Output every record precisely.

+++ Supplied records

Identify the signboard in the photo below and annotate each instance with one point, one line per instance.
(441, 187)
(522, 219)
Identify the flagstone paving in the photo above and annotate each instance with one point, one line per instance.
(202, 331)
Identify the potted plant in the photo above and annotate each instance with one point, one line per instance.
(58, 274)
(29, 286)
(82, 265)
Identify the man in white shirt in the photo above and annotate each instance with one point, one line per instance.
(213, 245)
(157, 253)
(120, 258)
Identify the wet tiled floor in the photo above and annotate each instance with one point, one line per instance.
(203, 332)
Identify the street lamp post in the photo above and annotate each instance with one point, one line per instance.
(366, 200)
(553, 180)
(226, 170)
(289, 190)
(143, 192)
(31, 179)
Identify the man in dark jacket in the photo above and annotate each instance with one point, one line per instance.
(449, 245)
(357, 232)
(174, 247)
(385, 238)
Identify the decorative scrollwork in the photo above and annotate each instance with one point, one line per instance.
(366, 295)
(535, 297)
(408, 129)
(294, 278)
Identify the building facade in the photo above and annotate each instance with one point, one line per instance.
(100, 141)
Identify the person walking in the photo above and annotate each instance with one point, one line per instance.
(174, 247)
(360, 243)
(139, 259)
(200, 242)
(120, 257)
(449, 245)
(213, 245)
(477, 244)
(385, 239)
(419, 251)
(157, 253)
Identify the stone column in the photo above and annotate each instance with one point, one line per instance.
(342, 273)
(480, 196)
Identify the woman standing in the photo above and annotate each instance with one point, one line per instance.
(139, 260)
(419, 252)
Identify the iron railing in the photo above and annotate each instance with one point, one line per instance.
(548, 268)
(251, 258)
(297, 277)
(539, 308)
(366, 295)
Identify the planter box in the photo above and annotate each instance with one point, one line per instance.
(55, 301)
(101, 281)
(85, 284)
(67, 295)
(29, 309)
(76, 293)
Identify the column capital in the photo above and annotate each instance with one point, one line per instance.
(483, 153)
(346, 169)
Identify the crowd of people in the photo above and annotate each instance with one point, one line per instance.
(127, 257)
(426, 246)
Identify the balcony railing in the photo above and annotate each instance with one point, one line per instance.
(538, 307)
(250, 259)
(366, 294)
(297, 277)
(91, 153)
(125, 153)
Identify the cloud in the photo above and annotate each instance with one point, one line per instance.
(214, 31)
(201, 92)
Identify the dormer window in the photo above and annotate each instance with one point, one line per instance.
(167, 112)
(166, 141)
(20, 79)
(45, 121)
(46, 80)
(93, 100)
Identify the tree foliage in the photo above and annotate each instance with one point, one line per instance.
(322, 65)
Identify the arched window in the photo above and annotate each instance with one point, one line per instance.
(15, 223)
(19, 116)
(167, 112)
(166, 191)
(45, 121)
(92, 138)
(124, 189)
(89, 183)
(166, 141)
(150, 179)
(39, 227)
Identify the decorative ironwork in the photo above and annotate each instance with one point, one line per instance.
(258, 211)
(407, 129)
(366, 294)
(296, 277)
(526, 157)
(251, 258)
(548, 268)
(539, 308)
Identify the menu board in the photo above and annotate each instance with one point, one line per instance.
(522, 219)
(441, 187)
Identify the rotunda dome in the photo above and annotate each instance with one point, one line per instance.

++++++

[Finished task]:
Identify the signboard in the photo below and annotate each instance with one point, one line per instance.
(441, 187)
(522, 219)
Identify the flagstone paving in the photo above and annotate each instance with one point, one line per instance.
(202, 331)
Identify the potted plant in the photo above and annotate each instance with one point, one line per instance.
(58, 274)
(29, 286)
(82, 265)
Identify the man in white shirt in the photo above and annotate each instance with one point, one line per instance.
(213, 245)
(157, 253)
(120, 258)
Identify the wet tiled floor in the photo above and annotate each instance with one point, one line per instance.
(203, 332)
Identify the street lamp post in the photo above and annotate each instance with one point, one line per instance.
(366, 200)
(553, 180)
(226, 170)
(289, 190)
(143, 192)
(31, 179)
Identify the man in dark jacket in the photo above and annotate each instance with one point, one line per instance.
(449, 245)
(357, 232)
(174, 247)
(385, 238)
Identify the decorative scrollwork in the photo above and annotate each instance with one point, one line per instance.
(366, 295)
(535, 297)
(408, 129)
(294, 278)
Identify the building facade in the photo above and annotate each instance with one point, one line per instance.
(100, 141)
Identify the person walking in the photo above and annotate each instance with one point, one line per instance.
(174, 247)
(360, 243)
(139, 259)
(200, 242)
(120, 257)
(449, 245)
(213, 245)
(477, 244)
(385, 239)
(419, 251)
(157, 253)
Identify the stone column in the photo above and annotate each instance with one point, one line per instance.
(342, 273)
(480, 196)
Identify the woman standing in the photo above and annotate each instance with one point, one line per instance.
(139, 260)
(419, 252)
Identify the iron railing in the photo above and annotate each instance with one point, one line per instance.
(548, 268)
(251, 258)
(297, 277)
(539, 308)
(366, 295)
Identify the planter box in the photo above and annotate each instance with one point, one line per instance.
(55, 301)
(101, 281)
(85, 284)
(67, 295)
(29, 309)
(76, 293)
Identify the column capital in the photo above and annotate each instance with one point, one line per instance.
(483, 153)
(346, 169)
Identify the crowd of people in the photo above and annotate each instance with one point, one line per instance.
(127, 257)
(426, 246)
Identify the balcony railing in the photo above and annotate each instance with one point, one line per instance.
(538, 307)
(250, 259)
(366, 294)
(297, 277)
(91, 153)
(125, 153)
Identify the cloud in the photo above and annotate each instance with one point, one line per instance.
(214, 31)
(201, 92)
Identify the dormer window in the photo above and annotate each instance with one point, one line per instance.
(167, 112)
(166, 141)
(20, 79)
(45, 121)
(46, 80)
(93, 100)
Identify the tree foliage in the photo above and annotate each instance with one point, one line per instance.
(322, 65)
Identify the arched window in the photo above and annotate each instance with one point, one line per instance.
(15, 223)
(19, 116)
(167, 112)
(166, 191)
(45, 121)
(92, 138)
(124, 189)
(89, 183)
(166, 141)
(150, 179)
(39, 227)
Identify the decorative ironwork in the photo above and annotate each instance with one point, one line per instance.
(258, 211)
(407, 129)
(366, 294)
(296, 277)
(526, 157)
(251, 258)
(548, 268)
(539, 308)
Identify the menu board in the photo above and annotate each instance with one point, one line per instance.
(522, 219)
(441, 187)
Identify the rotunda dome in the photo above and annotate each instance with one point, one line per instance.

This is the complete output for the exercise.